_EXERCISE_
The answer must be an exact copy of the lines from the one holding "If you could point out the chopped" through the final line of the entries, and nothing else.

_SUPPLIED INFORMATION_
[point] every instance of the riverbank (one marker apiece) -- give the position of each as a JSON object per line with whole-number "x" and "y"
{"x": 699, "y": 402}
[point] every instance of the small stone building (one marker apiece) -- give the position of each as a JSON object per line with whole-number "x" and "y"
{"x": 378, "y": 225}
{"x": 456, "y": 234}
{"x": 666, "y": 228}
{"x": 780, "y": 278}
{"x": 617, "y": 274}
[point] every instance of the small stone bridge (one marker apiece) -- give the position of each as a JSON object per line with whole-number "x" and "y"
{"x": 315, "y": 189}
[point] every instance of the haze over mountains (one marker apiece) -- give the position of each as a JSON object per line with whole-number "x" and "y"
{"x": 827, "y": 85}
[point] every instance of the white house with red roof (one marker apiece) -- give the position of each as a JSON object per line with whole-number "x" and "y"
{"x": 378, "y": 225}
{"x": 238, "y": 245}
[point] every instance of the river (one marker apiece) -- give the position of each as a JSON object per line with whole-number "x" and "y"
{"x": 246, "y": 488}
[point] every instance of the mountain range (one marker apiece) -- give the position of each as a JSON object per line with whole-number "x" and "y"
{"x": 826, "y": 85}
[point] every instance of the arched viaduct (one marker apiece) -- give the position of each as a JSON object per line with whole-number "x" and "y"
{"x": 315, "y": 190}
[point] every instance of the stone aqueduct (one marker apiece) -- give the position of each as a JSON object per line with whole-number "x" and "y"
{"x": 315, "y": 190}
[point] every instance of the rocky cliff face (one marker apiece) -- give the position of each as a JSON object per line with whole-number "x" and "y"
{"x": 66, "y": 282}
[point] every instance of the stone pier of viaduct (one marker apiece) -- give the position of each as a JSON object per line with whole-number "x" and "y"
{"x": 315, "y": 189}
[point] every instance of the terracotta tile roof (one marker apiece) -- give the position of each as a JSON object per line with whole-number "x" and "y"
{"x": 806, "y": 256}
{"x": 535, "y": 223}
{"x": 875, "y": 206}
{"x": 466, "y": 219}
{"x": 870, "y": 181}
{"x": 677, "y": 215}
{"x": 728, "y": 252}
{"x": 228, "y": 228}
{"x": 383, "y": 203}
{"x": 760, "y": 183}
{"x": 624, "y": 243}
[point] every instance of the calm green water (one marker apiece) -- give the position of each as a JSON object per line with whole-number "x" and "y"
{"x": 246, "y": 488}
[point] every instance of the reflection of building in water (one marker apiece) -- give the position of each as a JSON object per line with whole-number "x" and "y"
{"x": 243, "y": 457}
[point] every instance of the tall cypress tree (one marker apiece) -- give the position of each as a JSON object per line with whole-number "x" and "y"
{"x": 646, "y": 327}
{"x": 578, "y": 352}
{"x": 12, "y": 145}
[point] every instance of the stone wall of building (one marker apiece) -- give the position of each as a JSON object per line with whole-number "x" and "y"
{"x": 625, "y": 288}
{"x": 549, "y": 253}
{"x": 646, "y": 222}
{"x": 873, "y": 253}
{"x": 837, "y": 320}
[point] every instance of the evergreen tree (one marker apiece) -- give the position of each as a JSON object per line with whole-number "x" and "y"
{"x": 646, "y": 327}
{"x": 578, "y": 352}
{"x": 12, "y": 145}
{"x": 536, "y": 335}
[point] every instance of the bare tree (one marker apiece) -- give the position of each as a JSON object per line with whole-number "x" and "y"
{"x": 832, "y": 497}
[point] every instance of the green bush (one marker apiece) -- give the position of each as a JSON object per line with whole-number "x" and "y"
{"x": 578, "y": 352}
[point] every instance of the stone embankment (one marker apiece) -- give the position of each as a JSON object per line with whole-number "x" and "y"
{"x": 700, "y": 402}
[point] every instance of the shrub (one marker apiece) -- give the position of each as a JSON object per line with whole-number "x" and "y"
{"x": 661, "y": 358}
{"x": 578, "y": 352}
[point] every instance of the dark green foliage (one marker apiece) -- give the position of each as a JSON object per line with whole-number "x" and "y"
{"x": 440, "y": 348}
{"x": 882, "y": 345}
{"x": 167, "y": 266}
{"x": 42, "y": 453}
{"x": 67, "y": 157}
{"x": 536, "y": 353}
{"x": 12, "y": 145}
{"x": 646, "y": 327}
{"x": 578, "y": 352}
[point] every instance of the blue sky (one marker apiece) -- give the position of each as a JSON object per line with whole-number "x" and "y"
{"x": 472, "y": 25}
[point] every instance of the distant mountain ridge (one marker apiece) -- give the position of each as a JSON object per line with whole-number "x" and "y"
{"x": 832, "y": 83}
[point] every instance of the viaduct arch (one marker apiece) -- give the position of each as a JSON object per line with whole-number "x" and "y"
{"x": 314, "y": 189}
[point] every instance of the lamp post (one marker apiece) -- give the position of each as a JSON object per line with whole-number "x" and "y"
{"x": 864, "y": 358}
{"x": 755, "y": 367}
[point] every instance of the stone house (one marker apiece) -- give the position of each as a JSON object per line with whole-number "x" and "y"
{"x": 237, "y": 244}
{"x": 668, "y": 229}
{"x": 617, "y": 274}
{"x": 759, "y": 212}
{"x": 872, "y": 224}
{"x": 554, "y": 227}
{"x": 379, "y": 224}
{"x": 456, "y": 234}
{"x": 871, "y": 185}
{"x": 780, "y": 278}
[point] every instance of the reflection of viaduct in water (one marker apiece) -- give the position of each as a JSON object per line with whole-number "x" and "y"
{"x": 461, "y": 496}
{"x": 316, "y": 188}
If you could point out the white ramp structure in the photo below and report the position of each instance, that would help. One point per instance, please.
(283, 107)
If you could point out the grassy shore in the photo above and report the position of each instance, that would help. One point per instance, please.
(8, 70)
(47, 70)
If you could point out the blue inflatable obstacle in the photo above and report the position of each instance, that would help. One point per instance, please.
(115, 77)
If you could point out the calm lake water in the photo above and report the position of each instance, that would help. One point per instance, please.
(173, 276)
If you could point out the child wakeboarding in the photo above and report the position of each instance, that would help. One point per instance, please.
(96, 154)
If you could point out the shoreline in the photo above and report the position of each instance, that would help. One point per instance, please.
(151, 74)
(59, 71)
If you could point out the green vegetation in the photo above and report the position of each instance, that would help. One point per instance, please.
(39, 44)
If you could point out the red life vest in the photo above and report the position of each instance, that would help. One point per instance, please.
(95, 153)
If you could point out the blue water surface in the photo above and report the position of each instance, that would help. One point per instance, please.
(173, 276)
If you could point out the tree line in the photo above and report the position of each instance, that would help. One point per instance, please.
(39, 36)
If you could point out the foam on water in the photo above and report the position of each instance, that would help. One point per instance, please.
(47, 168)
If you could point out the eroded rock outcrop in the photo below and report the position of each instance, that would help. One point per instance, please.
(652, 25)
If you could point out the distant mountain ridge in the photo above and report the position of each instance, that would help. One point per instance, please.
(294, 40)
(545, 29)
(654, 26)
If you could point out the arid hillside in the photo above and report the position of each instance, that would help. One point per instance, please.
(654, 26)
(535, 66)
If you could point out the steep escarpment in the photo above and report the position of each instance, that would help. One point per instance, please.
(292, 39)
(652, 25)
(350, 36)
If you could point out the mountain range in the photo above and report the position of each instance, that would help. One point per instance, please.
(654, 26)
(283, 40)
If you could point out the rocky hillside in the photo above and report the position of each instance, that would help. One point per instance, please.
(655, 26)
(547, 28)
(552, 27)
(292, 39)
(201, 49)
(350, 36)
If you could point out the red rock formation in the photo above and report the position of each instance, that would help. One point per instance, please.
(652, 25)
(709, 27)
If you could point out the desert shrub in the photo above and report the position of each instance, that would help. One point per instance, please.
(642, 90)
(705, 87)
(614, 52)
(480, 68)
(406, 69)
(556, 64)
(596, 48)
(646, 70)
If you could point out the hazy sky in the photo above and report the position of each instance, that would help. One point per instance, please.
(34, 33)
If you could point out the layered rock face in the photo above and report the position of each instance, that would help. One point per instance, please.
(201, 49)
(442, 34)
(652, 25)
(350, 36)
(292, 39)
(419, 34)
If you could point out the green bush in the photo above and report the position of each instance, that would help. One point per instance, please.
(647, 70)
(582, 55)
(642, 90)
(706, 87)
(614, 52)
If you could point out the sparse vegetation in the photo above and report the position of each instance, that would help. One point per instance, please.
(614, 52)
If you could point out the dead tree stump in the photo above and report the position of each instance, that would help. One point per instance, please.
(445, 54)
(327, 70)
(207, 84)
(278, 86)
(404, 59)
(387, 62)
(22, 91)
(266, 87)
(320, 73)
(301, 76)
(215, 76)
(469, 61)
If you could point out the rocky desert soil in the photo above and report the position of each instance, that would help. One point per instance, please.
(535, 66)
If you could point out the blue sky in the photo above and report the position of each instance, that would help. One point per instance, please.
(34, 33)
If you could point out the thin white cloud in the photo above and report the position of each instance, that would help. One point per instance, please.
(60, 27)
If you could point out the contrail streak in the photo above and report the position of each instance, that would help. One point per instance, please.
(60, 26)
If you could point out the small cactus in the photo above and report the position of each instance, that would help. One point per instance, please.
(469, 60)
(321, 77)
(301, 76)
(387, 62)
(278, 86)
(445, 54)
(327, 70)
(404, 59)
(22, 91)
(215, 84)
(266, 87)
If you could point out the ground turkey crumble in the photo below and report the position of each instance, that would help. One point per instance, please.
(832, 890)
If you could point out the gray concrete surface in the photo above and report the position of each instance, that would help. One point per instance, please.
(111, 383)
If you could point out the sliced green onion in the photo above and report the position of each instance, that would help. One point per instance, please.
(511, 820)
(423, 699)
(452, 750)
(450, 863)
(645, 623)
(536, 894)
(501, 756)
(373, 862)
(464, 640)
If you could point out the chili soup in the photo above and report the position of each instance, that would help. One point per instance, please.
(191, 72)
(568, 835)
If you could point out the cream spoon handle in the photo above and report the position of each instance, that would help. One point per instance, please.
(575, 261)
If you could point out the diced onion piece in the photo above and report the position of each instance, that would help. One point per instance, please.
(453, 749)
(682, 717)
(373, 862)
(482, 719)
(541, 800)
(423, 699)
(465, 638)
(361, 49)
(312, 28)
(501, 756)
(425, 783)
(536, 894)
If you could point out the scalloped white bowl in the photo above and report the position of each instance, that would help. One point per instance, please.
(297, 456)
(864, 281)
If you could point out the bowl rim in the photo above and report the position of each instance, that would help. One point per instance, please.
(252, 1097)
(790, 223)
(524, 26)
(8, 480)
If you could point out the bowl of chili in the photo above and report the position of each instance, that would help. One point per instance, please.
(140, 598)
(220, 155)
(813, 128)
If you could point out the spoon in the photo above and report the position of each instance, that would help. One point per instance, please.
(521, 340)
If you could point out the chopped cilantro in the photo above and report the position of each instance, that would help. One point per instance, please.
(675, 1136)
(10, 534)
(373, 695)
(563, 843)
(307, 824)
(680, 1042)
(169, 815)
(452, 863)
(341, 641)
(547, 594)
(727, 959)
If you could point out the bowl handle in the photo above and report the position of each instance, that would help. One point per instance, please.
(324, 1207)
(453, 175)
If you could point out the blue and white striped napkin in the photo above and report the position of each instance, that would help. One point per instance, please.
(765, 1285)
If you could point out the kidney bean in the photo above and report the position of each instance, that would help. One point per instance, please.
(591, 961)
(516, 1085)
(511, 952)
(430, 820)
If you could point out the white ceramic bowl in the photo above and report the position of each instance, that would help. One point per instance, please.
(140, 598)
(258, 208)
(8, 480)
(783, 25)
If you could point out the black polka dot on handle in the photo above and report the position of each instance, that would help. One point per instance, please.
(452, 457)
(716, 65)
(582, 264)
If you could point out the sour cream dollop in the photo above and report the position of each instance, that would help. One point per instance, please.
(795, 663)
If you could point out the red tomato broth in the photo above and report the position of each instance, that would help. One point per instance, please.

_THE COMPLETED TASK_
If you could point out the chopped cilantro in the photo above and report the position of each instance, that would help. One point per instance, please.
(675, 1136)
(10, 534)
(373, 695)
(563, 843)
(307, 824)
(680, 1042)
(169, 815)
(452, 863)
(341, 641)
(547, 594)
(727, 959)
If you could point out the bowl handle in the photo above and report the position of each instance, that would help. One point per instance, please.
(324, 1207)
(453, 175)
If you could point out the blue and white striped napkin in the photo above and report the position of each instance, that would help. One point per instance, please.
(765, 1285)
If you could point out the kidney bean in the photo above and report the position of each instance, that would help. One point per instance, please.
(591, 961)
(516, 1085)
(511, 952)
(430, 820)
If you could point out the white ceramic bowl in the photo above and report the position of each instance, that would help. One point per instance, please.
(140, 598)
(258, 208)
(8, 480)
(783, 25)
If you could point out the black polka dot on handle in the photo above and report the position of each instance, that would help. One point per instance, please.
(452, 457)
(716, 65)
(582, 264)
If you could point out the sour cream dollop in the photo above and report the position of each instance, that would help. One point per instance, please.
(795, 663)
If you could point out the red tomato broth in the photo above and report the position of each instance, that would help. One point per instance, please.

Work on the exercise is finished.